CONSIGNE 1 ▸ D'après le texte à lire, quels sont les deux livres que la personne interrogée qualifie de cultes ?

TEXTE À LIRE ▸
BT: J'ai deux livres cultes et de ce fait auteurs cultes : "Dune" de Franck Herbert et "Le désert des tartares" de Dino Buzzati. J'aurais aimé écrire ces livres. J'aimerais être capable d'écrire de telles oeuvres. Ce sont des romans qu'on ne lâche jamais réellement. Il y a toujours un instant où on y repense. Dans un autre style, j'aime beaucoup Edmond Hamilton (à ne pas confondre avec l'autre). Il a écrit notamment "Les loups des étoiles". C'est machiste, pas forcément bien formulé, souvent surréaliste, mais j'adore. Et puis, c'est le papa de Captain Future qui a donné le dessin animé "Capitaine Flam". Bref, toute mon enfance.


B: Tu es devenue une auteur(e) "à plein temps". Est ce que c'est "comme tu l'imaginais" (écriture/salon/dédicace, relation avec les éditeurs, les autres auteurs etc..) 

BT: Je préfère "auteur". Est-ce que c'est comme je l'imaginais ? Oui et non… En fait, comme tu le disais précédemment, j'ai beaucoup d'imagination et la réalité ne pouvait pas correspondre à ce que j'imaginais. Etre devenue auteur à plein temps est vraiment très agréable pour moi parce que ça signifie ne faire que ce que j'aime. En même temps, c'est légèrement pénible parce qu'on s'enferme chez soi durant de longues heures devant un écran ou une feuille blanche et ce n'est pas tous les jours aisé d'aligner les mots. Mais bon, je ne vais pas me plaindre. Les réseaux sociaux sont un bon moyen de retrouver le monde réel et j'ai été agréablement surprise de découvrir que le microcosme d'auteurs de genre était très accueillant. Il y a aussi les rencontres avec les lecteurs et futurs lecteurs et ça, c'est un plaisir immense que de pouvoir échanger sur les personnages et le monde qu'on a créé avec d'autres. C'est très certainement la partie la plus plaisante dans la vie d'un auteur.

DONNÉES ▸
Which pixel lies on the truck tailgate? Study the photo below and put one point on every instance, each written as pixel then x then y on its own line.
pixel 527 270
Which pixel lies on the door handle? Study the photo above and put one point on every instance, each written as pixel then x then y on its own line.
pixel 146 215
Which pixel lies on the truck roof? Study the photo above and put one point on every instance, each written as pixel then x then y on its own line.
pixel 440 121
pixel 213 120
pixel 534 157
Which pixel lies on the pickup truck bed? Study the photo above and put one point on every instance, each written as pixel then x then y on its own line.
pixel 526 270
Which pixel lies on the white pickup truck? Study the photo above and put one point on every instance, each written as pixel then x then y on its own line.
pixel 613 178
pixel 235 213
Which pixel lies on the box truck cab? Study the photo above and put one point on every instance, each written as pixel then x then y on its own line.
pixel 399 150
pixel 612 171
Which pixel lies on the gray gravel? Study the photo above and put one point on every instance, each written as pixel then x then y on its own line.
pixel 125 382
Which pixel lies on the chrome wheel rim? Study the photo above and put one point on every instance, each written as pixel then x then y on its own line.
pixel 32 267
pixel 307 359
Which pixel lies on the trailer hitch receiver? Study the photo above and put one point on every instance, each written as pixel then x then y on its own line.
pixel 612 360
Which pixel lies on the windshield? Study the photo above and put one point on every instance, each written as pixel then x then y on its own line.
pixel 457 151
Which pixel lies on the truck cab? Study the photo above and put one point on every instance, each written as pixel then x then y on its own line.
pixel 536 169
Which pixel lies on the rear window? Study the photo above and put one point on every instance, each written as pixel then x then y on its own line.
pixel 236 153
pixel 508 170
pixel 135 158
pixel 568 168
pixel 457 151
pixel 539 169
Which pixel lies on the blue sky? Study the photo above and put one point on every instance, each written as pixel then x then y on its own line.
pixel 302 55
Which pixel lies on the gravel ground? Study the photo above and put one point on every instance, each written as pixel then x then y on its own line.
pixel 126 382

CONSIGNE 2 ▸ Reprenez les enregistrements, tout ce qui va de leur début jusqu'à la ligne contenant "pixel 527 270" incluse, en renommant "truck tailgate" en "rear bumper" sans rien modifier d'autre.

RÉSULTAT ATTENDU 1 ▸ "Dune" de Franck Herbert et "Le désert des tartares" de Dino Buzzati.

RÉSULTAT ATTENDU 2 ▸
Which pixel lies on the rear bumper? Study the photo below and put one point on every instance, each written as pixel then x then y on its own line.
pixel 527 270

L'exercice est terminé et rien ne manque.